EXERCISE DIRECTIONS: When a line of the records below contains the string "masonry", copy that whole line.

INFORMATION SHOWN:
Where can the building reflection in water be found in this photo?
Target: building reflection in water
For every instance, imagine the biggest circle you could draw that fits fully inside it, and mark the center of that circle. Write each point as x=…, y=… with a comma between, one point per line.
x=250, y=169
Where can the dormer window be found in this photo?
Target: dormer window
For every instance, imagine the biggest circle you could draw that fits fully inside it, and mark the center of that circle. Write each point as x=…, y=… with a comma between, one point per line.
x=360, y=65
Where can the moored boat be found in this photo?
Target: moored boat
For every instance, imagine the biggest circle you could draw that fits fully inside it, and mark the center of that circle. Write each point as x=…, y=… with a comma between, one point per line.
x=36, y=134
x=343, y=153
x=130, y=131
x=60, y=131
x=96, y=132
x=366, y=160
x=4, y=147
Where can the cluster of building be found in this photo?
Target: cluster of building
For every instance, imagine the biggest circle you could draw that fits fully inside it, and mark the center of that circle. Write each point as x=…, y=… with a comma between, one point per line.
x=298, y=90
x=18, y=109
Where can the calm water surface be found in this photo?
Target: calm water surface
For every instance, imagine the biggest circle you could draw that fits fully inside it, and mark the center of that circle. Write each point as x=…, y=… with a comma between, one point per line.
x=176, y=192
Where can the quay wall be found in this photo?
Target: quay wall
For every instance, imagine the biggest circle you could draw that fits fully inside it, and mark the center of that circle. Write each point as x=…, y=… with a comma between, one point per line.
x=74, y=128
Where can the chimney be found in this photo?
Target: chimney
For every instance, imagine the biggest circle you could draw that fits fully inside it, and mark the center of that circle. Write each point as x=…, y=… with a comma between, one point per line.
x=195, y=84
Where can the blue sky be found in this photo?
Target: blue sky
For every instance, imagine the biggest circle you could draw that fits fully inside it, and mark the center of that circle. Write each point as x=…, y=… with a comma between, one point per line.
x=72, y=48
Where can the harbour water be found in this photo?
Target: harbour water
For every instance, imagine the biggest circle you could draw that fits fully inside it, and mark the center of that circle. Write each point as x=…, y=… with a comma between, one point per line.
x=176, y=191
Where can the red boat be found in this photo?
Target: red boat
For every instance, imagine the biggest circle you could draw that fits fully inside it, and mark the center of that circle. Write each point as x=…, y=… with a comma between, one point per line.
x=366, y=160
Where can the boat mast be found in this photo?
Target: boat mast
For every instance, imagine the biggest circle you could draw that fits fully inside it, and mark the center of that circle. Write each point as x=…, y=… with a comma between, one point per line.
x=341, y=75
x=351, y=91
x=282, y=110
* * *
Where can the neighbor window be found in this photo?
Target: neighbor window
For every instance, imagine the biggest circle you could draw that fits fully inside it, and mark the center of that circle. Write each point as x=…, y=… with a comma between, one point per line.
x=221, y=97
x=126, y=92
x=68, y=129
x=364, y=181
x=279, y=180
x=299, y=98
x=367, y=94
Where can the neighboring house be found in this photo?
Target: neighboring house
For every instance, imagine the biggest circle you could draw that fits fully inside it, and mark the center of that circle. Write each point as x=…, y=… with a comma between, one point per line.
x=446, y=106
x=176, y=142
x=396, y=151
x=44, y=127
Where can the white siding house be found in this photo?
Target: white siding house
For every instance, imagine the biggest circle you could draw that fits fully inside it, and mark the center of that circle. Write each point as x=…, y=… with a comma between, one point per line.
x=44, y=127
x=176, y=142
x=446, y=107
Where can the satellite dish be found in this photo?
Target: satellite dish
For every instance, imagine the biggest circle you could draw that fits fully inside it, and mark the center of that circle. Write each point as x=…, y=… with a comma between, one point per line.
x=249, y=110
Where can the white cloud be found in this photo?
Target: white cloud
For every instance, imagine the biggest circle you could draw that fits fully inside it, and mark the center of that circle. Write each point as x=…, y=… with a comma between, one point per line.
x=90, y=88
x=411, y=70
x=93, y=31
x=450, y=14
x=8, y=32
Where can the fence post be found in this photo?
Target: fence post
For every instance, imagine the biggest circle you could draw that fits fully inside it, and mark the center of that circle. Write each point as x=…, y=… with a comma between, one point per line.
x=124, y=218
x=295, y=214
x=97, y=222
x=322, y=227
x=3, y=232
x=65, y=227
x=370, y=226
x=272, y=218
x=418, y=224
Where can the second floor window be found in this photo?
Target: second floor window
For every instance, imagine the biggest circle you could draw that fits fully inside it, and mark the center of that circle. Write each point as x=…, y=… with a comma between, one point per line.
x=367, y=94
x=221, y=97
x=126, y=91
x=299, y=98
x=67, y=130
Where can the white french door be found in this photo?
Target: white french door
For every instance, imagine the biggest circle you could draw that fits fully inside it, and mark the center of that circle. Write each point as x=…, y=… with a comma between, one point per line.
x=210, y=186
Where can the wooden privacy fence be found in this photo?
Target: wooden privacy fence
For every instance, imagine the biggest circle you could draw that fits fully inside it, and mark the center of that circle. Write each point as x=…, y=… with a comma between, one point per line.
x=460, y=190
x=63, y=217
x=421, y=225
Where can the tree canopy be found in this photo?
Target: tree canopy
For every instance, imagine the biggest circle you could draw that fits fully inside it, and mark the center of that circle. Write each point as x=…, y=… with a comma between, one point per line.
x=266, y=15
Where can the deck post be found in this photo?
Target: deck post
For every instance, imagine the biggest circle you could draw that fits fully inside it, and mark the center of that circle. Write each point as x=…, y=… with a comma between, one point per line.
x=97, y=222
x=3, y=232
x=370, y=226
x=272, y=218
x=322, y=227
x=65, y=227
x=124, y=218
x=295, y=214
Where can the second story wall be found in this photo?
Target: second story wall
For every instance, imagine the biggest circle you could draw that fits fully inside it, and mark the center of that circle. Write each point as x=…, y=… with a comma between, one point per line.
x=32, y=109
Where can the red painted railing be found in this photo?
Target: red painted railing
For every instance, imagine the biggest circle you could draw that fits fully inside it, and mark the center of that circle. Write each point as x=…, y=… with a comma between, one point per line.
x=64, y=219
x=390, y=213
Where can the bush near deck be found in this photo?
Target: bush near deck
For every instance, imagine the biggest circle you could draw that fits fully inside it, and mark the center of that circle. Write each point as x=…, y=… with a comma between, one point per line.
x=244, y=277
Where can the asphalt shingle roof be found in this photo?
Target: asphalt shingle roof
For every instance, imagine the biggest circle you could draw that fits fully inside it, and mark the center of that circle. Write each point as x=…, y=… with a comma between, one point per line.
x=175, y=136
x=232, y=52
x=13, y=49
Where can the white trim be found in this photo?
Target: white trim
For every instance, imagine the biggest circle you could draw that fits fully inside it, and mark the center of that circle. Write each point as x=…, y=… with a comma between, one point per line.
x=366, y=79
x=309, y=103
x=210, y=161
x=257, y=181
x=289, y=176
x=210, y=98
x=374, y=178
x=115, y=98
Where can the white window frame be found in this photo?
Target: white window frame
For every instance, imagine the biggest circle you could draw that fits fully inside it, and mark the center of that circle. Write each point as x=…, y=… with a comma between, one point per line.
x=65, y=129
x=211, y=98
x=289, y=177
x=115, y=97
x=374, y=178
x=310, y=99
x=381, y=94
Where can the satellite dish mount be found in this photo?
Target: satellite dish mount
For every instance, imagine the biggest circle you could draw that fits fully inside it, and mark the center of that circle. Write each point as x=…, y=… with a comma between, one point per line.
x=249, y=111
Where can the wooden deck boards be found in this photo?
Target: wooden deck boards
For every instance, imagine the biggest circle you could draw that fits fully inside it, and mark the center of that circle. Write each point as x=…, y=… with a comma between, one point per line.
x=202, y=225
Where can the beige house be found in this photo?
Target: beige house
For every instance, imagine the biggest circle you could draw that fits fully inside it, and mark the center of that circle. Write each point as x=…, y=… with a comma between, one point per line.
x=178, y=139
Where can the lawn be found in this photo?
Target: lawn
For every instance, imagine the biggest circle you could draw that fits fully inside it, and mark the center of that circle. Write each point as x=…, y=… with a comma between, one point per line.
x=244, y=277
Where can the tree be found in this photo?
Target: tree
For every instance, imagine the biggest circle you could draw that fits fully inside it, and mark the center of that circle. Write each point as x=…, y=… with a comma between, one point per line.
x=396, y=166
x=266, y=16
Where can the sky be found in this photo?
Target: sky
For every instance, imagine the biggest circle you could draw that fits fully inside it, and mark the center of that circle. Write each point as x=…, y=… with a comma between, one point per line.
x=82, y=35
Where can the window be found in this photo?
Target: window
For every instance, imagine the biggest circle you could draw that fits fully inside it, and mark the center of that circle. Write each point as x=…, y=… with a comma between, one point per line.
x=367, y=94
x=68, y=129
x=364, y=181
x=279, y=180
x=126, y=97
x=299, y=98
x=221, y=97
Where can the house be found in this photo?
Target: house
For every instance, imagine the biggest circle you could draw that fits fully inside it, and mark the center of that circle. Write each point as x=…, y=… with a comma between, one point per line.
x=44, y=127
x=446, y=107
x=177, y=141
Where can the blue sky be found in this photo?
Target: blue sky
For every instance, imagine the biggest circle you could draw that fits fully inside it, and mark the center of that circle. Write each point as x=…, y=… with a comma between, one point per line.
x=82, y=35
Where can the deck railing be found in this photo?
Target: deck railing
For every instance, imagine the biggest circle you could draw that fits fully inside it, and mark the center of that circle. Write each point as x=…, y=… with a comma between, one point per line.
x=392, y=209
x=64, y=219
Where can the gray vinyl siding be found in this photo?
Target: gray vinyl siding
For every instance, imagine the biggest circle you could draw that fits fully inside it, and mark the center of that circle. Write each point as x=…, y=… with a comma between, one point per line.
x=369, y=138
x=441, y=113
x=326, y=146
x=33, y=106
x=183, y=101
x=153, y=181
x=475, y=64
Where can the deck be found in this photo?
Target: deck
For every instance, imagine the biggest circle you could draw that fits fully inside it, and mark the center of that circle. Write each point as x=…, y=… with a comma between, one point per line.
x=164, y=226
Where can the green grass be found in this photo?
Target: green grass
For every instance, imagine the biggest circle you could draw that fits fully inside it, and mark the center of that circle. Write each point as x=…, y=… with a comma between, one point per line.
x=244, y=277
...
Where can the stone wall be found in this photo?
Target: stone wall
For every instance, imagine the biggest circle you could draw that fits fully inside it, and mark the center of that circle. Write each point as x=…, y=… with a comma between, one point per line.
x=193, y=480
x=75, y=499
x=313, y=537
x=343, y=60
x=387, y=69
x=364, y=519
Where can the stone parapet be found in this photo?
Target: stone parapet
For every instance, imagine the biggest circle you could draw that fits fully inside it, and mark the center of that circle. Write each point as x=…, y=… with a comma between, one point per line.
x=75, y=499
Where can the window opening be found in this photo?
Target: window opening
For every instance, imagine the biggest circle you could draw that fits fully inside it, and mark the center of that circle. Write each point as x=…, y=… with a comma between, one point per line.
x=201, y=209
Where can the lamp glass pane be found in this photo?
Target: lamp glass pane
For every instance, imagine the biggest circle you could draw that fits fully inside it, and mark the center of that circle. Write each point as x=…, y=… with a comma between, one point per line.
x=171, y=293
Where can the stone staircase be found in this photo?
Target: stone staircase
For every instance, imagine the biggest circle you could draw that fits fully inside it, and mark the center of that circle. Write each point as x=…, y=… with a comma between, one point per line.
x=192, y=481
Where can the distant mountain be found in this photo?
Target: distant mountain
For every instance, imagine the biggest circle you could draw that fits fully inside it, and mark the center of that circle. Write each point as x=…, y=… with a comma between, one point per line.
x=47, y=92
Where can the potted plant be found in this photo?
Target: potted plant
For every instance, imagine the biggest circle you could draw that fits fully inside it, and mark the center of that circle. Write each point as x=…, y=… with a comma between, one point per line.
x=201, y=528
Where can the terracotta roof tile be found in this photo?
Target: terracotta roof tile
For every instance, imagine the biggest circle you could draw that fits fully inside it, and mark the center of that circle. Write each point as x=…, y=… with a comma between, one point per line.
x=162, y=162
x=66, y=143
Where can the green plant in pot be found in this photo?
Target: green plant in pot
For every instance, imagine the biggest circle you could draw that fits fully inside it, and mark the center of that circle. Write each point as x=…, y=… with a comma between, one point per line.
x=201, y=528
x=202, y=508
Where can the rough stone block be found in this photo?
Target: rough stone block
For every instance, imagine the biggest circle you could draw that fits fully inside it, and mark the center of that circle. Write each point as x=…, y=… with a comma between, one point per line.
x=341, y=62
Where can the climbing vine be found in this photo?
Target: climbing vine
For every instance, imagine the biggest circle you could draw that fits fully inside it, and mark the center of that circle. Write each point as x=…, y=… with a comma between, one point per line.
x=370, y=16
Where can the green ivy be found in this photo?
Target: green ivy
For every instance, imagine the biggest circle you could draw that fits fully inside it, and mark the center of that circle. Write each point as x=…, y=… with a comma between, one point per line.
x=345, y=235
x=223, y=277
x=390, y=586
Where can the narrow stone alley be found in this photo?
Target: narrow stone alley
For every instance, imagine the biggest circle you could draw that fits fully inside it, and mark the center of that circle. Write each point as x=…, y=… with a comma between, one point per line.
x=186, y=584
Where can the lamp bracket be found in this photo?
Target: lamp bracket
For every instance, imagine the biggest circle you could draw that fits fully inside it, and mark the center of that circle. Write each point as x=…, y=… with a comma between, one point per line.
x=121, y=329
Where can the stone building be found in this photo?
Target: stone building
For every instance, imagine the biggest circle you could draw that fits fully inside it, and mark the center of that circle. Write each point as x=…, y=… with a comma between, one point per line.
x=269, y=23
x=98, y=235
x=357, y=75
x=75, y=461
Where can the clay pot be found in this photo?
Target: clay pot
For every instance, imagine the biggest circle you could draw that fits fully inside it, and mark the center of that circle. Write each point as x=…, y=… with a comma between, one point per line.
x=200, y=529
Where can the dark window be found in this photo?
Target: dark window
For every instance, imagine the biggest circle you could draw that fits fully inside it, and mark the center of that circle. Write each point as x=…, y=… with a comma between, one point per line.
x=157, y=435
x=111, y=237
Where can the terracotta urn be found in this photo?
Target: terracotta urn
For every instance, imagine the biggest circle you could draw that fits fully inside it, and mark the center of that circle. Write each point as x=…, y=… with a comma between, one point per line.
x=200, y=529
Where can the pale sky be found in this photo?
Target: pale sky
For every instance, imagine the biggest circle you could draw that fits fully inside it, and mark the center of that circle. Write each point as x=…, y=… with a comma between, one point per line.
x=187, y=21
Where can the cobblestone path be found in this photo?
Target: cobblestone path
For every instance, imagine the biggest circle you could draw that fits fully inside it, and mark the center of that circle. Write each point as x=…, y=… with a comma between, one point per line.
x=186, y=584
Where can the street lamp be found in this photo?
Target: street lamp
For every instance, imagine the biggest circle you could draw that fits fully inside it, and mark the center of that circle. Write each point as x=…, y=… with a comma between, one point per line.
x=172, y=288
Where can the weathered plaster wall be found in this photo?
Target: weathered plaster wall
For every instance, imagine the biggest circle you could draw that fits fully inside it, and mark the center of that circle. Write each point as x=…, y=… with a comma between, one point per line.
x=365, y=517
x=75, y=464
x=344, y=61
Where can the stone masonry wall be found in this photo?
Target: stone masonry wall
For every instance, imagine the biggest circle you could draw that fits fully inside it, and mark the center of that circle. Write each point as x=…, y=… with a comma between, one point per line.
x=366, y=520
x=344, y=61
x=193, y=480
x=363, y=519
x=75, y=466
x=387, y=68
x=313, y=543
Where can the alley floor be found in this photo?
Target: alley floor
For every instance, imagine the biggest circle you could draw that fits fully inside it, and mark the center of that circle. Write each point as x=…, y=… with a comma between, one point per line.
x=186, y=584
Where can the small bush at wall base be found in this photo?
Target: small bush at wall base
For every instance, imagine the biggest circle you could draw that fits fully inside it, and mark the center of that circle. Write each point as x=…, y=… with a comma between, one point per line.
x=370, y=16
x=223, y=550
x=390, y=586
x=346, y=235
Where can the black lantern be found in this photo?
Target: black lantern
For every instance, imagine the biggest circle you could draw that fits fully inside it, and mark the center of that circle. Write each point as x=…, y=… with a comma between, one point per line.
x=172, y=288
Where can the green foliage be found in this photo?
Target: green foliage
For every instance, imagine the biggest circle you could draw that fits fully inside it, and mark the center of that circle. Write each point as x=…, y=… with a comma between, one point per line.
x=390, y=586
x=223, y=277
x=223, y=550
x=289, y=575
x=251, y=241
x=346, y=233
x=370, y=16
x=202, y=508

TASK ANSWER:
Where can the stone masonry wall be found in this photo?
Target: stone masonry wall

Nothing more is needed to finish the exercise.